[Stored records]
Start of Block

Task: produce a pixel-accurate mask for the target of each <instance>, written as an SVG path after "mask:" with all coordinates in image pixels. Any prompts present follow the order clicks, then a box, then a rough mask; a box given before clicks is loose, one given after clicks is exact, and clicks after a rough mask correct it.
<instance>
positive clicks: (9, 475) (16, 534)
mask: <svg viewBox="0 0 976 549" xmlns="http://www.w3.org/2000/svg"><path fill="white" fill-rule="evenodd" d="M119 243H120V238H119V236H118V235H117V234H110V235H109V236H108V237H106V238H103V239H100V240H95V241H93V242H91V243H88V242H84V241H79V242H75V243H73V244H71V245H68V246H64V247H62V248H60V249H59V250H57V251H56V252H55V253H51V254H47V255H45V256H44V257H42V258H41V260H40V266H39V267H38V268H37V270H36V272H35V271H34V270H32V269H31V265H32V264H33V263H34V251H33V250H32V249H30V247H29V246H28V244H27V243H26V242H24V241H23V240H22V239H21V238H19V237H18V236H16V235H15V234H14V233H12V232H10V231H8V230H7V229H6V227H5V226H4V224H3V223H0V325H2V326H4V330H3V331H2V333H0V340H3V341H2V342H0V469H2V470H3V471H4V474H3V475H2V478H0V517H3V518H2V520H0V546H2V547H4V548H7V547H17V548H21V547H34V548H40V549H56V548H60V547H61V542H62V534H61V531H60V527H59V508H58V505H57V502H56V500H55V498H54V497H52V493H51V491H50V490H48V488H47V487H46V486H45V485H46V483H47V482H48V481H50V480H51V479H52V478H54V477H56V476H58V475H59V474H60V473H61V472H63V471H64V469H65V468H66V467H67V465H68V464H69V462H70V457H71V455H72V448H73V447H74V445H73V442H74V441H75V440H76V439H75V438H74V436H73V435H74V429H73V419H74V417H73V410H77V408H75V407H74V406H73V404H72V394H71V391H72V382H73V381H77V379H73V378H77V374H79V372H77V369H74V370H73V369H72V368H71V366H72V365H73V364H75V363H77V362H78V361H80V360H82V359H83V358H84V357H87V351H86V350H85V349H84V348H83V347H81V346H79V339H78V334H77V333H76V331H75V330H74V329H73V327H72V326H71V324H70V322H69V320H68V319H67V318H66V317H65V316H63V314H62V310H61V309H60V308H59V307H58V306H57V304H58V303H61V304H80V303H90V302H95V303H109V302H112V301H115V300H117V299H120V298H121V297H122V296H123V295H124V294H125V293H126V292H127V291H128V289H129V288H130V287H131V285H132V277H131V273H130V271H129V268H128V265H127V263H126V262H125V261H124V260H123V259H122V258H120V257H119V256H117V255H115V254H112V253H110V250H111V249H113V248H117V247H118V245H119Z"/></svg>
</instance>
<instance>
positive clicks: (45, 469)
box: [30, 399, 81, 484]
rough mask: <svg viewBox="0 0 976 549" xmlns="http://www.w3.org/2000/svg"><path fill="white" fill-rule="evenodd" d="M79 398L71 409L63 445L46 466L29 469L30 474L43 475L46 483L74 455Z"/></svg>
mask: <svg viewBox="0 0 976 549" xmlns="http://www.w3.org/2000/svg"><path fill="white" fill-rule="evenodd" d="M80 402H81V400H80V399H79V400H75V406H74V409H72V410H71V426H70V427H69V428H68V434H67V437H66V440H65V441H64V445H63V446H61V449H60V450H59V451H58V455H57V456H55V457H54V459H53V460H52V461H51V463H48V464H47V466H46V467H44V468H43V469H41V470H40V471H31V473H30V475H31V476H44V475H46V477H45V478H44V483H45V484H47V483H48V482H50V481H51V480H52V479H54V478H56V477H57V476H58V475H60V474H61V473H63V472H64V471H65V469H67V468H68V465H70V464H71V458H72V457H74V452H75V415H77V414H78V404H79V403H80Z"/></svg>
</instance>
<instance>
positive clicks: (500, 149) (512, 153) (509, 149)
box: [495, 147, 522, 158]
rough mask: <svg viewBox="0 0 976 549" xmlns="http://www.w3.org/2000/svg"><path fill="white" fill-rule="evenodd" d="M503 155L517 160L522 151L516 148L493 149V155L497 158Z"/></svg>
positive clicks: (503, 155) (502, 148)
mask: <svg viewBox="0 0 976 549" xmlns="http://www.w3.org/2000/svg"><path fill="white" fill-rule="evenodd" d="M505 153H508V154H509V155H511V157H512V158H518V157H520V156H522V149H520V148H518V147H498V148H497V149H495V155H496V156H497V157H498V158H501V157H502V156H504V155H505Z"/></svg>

End of Block

◆ WHAT IS EXPECTED
Here the goal is to repeat each entry exactly.

◆ THE COMPLETED TASK
Task: produce a pixel-accurate mask for the target of each <instance>, written as an SVG path after "mask:" with all coordinates in image pixels. Any prompts present follow the order clicks, then a box, then a rough mask; a box given before clicks is loose, one given after clicks is exact, and clicks after a rough mask correct it.
<instance>
positive clicks: (9, 475) (16, 534)
mask: <svg viewBox="0 0 976 549" xmlns="http://www.w3.org/2000/svg"><path fill="white" fill-rule="evenodd" d="M119 243H120V238H119V236H118V235H117V234H110V235H109V236H108V237H106V238H103V239H100V240H95V241H93V242H91V243H88V242H84V241H79V242H75V243H73V244H71V245H68V246H64V247H62V248H60V249H59V250H57V251H56V252H55V253H51V254H47V255H45V256H44V257H42V258H41V260H40V266H39V267H38V268H37V270H36V272H35V271H34V270H32V269H31V265H32V264H33V263H34V251H33V250H32V249H30V247H29V246H28V244H27V243H26V242H24V241H23V240H22V239H21V238H19V237H18V236H16V235H15V234H14V233H12V232H10V231H8V230H7V229H6V227H5V226H4V224H3V223H0V325H2V326H4V330H3V331H2V333H0V340H3V341H2V342H0V469H2V470H3V471H4V474H3V475H2V478H0V517H3V518H2V520H0V546H2V547H4V548H7V547H17V548H21V547H34V548H40V549H56V548H60V547H61V542H62V534H61V531H60V527H59V508H58V505H57V502H56V500H55V498H54V497H52V493H51V491H50V490H48V488H47V487H46V486H45V485H46V483H47V482H48V481H50V480H51V479H52V478H54V477H56V476H58V475H59V474H60V473H61V472H63V471H64V469H65V468H66V467H67V465H68V464H69V462H70V457H71V455H72V448H73V447H74V445H73V442H74V441H75V440H76V439H75V438H74V436H73V435H74V429H73V419H74V417H73V410H77V408H75V407H74V406H73V404H72V394H71V391H72V382H73V381H77V379H73V378H77V374H79V372H77V369H74V370H73V369H72V368H71V366H72V365H73V364H75V363H77V362H78V361H80V360H82V359H83V358H84V357H87V351H86V350H85V349H84V348H83V347H81V346H79V339H78V334H77V333H76V331H75V330H74V329H73V327H72V326H71V324H70V322H69V320H68V319H67V318H66V317H65V316H63V314H62V310H61V309H60V308H59V307H58V306H57V304H58V303H61V304H80V303H90V302H95V303H109V302H112V301H115V300H117V299H120V298H121V297H122V296H123V295H124V294H125V293H126V292H127V291H128V289H129V288H130V287H131V285H132V277H131V273H130V271H129V268H128V265H127V263H126V262H125V261H124V260H123V259H122V258H120V257H119V256H117V255H115V254H112V253H110V250H111V249H113V248H117V247H118V245H119Z"/></svg>
</instance>
<instance>
positive clicks: (45, 469)
box: [30, 399, 81, 484]
rough mask: <svg viewBox="0 0 976 549" xmlns="http://www.w3.org/2000/svg"><path fill="white" fill-rule="evenodd" d="M79 398L71 409L63 445L46 466L29 469L30 474L43 475L46 483L74 455Z"/></svg>
mask: <svg viewBox="0 0 976 549" xmlns="http://www.w3.org/2000/svg"><path fill="white" fill-rule="evenodd" d="M80 402H81V400H80V399H79V400H75V406H74V409H72V410H71V426H70V427H69V428H68V434H67V437H66V440H65V441H64V445H63V446H61V449H60V450H59V451H58V455H57V456H55V457H54V459H53V460H52V461H51V463H48V464H47V466H46V467H44V468H43V469H41V470H40V471H31V473H30V475H31V476H44V475H46V477H45V478H44V483H45V484H47V483H48V482H50V481H51V480H52V479H54V478H56V477H57V476H58V475H60V474H61V473H63V472H64V471H65V469H67V468H68V465H70V464H71V458H72V457H74V452H75V415H77V414H78V404H79V403H80Z"/></svg>
</instance>
<instance>
positive clicks: (500, 149) (512, 153) (509, 149)
box: [495, 147, 522, 158]
rough mask: <svg viewBox="0 0 976 549" xmlns="http://www.w3.org/2000/svg"><path fill="white" fill-rule="evenodd" d="M503 155L517 160L522 151L516 148L493 149V155L497 158Z"/></svg>
positive clicks: (503, 155) (502, 148)
mask: <svg viewBox="0 0 976 549" xmlns="http://www.w3.org/2000/svg"><path fill="white" fill-rule="evenodd" d="M505 153H508V154H509V155H511V157H512V158H518V157H520V156H522V149H520V148H518V147H498V148H497V149H495V155H496V156H497V157H498V158H501V157H502V156H504V155H505Z"/></svg>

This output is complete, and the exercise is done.